Print every one of the records below verbatim, reproducing each line without any alteration.
•••••
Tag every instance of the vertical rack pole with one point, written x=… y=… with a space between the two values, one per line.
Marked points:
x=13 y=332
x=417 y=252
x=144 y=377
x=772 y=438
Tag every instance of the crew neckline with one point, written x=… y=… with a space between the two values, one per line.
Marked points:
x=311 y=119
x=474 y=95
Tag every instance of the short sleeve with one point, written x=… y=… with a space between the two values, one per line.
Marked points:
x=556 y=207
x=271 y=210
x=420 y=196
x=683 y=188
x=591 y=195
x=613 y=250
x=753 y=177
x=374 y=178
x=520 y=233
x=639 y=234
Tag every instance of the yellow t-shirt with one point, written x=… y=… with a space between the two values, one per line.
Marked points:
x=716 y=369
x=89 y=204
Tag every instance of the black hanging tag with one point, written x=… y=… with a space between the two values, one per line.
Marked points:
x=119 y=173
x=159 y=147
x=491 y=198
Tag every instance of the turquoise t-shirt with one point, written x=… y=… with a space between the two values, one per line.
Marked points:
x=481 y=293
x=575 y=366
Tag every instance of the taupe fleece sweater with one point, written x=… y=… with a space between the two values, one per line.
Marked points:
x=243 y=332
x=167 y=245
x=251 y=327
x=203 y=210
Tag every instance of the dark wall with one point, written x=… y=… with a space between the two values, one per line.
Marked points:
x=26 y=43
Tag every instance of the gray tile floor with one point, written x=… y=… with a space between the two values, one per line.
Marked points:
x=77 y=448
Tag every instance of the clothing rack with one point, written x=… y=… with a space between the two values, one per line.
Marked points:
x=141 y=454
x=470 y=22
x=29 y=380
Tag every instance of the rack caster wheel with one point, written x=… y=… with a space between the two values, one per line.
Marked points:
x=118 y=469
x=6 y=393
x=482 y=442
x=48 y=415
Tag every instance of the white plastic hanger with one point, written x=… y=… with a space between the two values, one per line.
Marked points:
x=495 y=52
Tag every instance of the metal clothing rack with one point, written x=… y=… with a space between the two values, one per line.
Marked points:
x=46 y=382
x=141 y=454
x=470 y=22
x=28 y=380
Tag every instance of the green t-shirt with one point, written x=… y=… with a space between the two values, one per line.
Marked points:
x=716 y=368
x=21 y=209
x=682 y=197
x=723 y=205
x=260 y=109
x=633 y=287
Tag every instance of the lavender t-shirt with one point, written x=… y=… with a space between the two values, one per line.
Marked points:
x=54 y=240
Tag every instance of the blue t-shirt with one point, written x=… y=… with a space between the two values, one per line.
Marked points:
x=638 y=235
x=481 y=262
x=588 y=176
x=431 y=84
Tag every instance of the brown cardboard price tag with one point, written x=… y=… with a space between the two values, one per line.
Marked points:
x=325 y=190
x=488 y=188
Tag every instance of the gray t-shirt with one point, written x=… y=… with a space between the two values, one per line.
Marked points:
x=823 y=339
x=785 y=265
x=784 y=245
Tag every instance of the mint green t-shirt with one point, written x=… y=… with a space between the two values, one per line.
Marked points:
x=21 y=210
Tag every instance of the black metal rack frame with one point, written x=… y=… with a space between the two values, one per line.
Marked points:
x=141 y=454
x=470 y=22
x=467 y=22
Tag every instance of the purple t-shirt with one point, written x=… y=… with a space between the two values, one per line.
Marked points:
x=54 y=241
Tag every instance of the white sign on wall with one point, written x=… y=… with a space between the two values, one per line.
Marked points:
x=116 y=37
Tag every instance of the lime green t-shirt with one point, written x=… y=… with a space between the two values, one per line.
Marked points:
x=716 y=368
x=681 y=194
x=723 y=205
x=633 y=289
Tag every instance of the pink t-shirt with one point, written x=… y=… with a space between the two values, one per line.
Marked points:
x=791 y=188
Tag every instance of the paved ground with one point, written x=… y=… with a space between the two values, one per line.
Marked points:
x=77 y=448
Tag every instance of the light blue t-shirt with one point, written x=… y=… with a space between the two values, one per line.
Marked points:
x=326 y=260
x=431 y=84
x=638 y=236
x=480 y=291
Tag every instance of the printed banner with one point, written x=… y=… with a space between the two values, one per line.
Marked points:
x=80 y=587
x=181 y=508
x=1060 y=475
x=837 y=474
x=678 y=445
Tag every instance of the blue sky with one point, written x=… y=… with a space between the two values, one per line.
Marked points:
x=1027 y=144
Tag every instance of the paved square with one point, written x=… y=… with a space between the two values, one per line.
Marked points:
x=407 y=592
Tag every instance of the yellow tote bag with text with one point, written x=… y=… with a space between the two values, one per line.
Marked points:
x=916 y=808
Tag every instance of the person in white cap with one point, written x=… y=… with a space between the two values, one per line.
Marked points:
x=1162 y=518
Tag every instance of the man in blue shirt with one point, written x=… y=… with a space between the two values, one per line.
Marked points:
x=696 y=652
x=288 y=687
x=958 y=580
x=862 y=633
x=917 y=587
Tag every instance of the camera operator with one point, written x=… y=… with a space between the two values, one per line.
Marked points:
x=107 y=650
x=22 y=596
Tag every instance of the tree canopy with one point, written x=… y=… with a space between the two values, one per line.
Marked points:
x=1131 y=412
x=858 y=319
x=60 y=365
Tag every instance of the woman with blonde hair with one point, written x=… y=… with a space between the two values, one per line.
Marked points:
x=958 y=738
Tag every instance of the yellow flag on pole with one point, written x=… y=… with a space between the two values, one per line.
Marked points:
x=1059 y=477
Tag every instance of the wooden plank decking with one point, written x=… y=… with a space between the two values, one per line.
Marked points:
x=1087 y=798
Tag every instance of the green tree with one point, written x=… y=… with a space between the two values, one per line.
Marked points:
•••••
Task response =>
Tag every instance of the vertical rack pole with one point, written x=… y=… with a space between the two values, one per line.
Marked points:
x=13 y=332
x=417 y=252
x=144 y=377
x=772 y=438
Tag every instance of the crew neckline with one point, written x=… y=… with a space between the two values, one per line.
Marked points:
x=311 y=119
x=474 y=95
Tag every instance of the short sleeve with one point, written x=… y=… with a space between the two values, one per line.
Marked points:
x=556 y=207
x=271 y=210
x=420 y=196
x=683 y=188
x=591 y=195
x=613 y=250
x=753 y=177
x=374 y=178
x=520 y=233
x=639 y=234
Tag every instance of the yellow t-shirt with one point, written x=… y=… with a space between the two values, one per line.
Marked points:
x=716 y=369
x=89 y=204
Tag every instance of the black hanging tag with one point, written x=… y=… with a space between the two values, one per line.
Marked points:
x=119 y=173
x=159 y=147
x=491 y=198
Tag every instance of the turquoise t-shirt with one point, written x=… y=… with a space between the two values, one per line.
Marked points:
x=481 y=293
x=575 y=366
Tag every instance of the taupe fleece sweater with one point, written x=… y=… with a space between the two values, one per line.
Marked points:
x=243 y=332
x=167 y=245
x=251 y=327
x=203 y=210
Tag every instance of the dark wall with one point, written x=… y=… with a space between the two values, one per line.
Marked points:
x=26 y=43
Tag every instance of the gray tile floor with one point, written x=… y=… with a space between the two values, one per line.
Marked points:
x=77 y=448
Tag every instance of the clothing rack with one point, written x=… y=… with a space between the two values, one per line.
Marked points:
x=141 y=454
x=470 y=22
x=29 y=380
Tag every instance of the rack caster wheel with one point, written x=… y=… with a space between the two values, one per line.
Marked points:
x=118 y=469
x=6 y=393
x=482 y=442
x=48 y=415
Tag every instance of the white plastic hanger with one point, written x=… y=… with a space between the two values, one per line.
Marked points:
x=495 y=52
Tag every instance of the metal clothing rack with one point, written x=… y=… with a space between the two values, one per line.
Marked points:
x=46 y=382
x=141 y=454
x=470 y=22
x=28 y=380
Tag every instance of the green t-shirt with one point, written x=… y=… with a space between the two values, one per line.
Marked points:
x=716 y=368
x=21 y=209
x=682 y=197
x=723 y=205
x=260 y=109
x=633 y=287
Tag every instance of the lavender t-shirt with one point, written x=… y=… with a space between the two values, one per line.
Marked points:
x=54 y=240
Tag every instance of the blue t-shirt with one point, written x=… y=… with a space between the two values, one per line.
Marked points:
x=638 y=235
x=481 y=262
x=588 y=176
x=431 y=84
Tag every instance of the brown cardboard price tag with one point, written x=… y=… with a space between the two values, one per line.
Marked points:
x=325 y=190
x=488 y=188
Tag every instance of the gray t-shirt with one point, written x=… y=… with a space between the two values, one per line.
Marked points:
x=823 y=339
x=785 y=265
x=784 y=245
Tag every instance of the mint green t-shirt with one point, written x=… y=… with a space between the two values, one per line.
Marked points:
x=21 y=210
Tag every instance of the black metal rack frame with one point, written x=… y=… with a space between the two values, one per line.
Marked points:
x=141 y=454
x=470 y=22
x=467 y=22
Tag every instance of the purple t-shirt with one point, written x=… y=… with a space between the two values, one per line.
Marked points:
x=54 y=241
Tag every instance of the white sign on wall with one point, written x=… y=… with a space between the two values, one per line.
Marked points:
x=116 y=37
Tag every instance of the lime green t-shirt with one point, written x=… y=… with a space between the two values, one per line.
Marked points:
x=716 y=368
x=681 y=194
x=723 y=205
x=633 y=289
Tag every instance of the pink t-shirt with one point, written x=… y=… with a space between the two values, one per line.
Marked points:
x=791 y=188
Tag every instance of the paved ground with one point, written x=… y=… with a space between the two values, one per line.
Marked points:
x=77 y=448
Tag every instance of the light blue t-shirt with one point, written x=… y=… with a space between the two values, one per line.
Marked points:
x=326 y=260
x=431 y=84
x=638 y=236
x=480 y=291
Tag every instance of the printed banner with one point, written x=… y=… with a space between the two values, one per line.
Marked points:
x=80 y=587
x=181 y=508
x=1060 y=475
x=837 y=474
x=678 y=445
Tag every instance of the blue sky with one point, written x=… y=… with a space between the two values, one per line.
Marked points:
x=1027 y=144
Tag every instance of the paved square with one point, written x=… y=… with a space between the two values, one per line.
Marked points:
x=407 y=592
Tag every instance of the yellow tote bag with text with one point, written x=… y=… with a space between the two values, one per line.
Marked points:
x=916 y=808
Tag every instance of the person in white cap with one point, written x=… y=… with a space between the two values, one per line.
Marked points:
x=1162 y=518
Tag every instance of the man in blue shirt with one point, written x=… y=… with a space between the two values, one per line.
Marked points:
x=696 y=652
x=288 y=687
x=958 y=580
x=862 y=633
x=917 y=587
Tag every instance of the camera operator with one point, written x=… y=… with a space between the two values, one per line.
Marked points:
x=107 y=650
x=22 y=596
Tag every instance of the tree canopy with one point, written x=… y=… with a space between the two values, one per line.
Marked points:
x=1131 y=412
x=858 y=319
x=60 y=365
Tag every instance of the woman with blonde hair with one point, written x=… y=… with a space between the two values, one per line.
Marked points:
x=958 y=738
Tag every instance of the yellow flag on pole with one point, written x=… y=… with a space between the two values, one per line.
Marked points:
x=1059 y=477
Tag every instance of the wooden plank decking with one point, written x=… y=… with a space between the two values, one per line.
Marked points:
x=1087 y=798
Tag every instance of the green tree with one point, written x=… y=… with a space between the two values, one per line.
Marked points:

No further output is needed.